Goal: Omit the pictures, please, and give each record below again exactly.

The input:
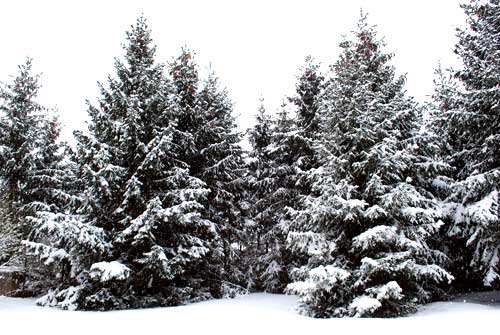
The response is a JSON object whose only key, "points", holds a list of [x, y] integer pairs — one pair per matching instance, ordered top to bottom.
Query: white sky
{"points": [[255, 47]]}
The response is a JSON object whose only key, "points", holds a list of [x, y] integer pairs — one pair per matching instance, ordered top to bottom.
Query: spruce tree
{"points": [[19, 125], [471, 125], [223, 170], [363, 232], [139, 238]]}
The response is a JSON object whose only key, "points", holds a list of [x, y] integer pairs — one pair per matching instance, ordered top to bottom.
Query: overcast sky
{"points": [[255, 47]]}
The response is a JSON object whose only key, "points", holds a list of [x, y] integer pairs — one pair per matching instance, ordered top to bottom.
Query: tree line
{"points": [[354, 196]]}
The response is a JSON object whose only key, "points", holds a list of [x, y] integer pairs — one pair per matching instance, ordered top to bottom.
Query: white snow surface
{"points": [[259, 313]]}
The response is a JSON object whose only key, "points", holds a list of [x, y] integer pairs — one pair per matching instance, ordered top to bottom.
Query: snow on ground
{"points": [[258, 314]]}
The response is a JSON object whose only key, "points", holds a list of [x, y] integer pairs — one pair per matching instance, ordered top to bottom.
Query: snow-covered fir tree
{"points": [[19, 125], [472, 127], [28, 154], [283, 155], [223, 170], [363, 233], [139, 238], [267, 267]]}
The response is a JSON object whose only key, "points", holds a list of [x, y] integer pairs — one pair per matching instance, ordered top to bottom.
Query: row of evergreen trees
{"points": [[354, 196]]}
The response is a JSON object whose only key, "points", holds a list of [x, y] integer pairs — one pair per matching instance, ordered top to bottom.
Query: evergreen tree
{"points": [[19, 125], [471, 125], [222, 169], [363, 233], [139, 238]]}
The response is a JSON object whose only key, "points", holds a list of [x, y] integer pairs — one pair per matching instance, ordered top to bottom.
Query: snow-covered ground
{"points": [[258, 314]]}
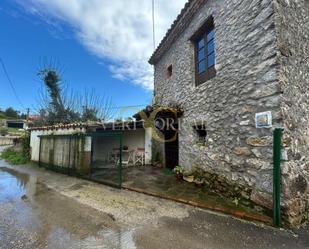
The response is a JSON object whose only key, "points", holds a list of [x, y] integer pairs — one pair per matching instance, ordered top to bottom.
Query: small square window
{"points": [[201, 133]]}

Result of this task:
The response is a JSON object whose only key, "points", holds a list of [x, y] integer pairs — one pair per matching instance, ordered top to bottom.
Query: white sky
{"points": [[255, 47]]}
The response is a JSON object whose only key, "points", holds a list of [x, y] integer pairs — one pair per matching instance, ordered top to bottom.
Query: spruce tree
{"points": [[19, 125], [471, 125], [223, 170], [363, 232], [139, 238]]}
The response is a JSON object whose only key, "points", holds a list of [x, y] integer pairs — one pair per matching instance, ordered top to bottom.
Query: overcast sky
{"points": [[255, 47]]}
The response is a JSON object whose only key, "points", holds a list of [x, y] integer pairs — one pair per matching instance, ordered top to bottom.
Query: tree line
{"points": [[354, 196]]}
The response is a JSON object whose only key, "points", holds a list of [x, y] integer pairs — one pair per matching instance, ordered top to bottom.
Query: white snow surface
{"points": [[259, 313]]}
The response is a JSON object whose only key, "points", holds a list of [x, y] integer pairs — one pair per matching instance, ordered top to bottom.
Query: snow on ground
{"points": [[258, 314]]}
The response is a JSON object whose only key, "points", holds a list of [x, y] integer pairs — one pair per matching instance, ordered top to bottom.
Query: snow-covered fir tree
{"points": [[19, 125], [472, 127], [28, 154], [283, 155], [223, 170], [363, 233], [139, 238], [267, 267]]}
The response is a JSON object whose only key, "points", holds a list of [x, y] integer pairs — one pair per matching instance, ordered top to bottom.
Query: row of evergreen trees
{"points": [[354, 196]]}
The response is a JSON object whose only key, "points", holds a list of [x, y] integer pairs — one pair per matching instance, ordered top to bottom.
Query: evergreen tree
{"points": [[19, 125], [471, 125], [222, 169], [363, 233], [139, 238]]}
The response is a JSON object whose only key, "points", holds a list of [x, y] integer pairs — one pair per matching instance, ordered top to bottom.
Query: snow-covered ground
{"points": [[258, 314]]}
The response is a JSON object whose only key, "points", holds a list of [x, y] integer pairs — one pair per matching instance, ordered top to bottom.
Query: small square window
{"points": [[201, 133]]}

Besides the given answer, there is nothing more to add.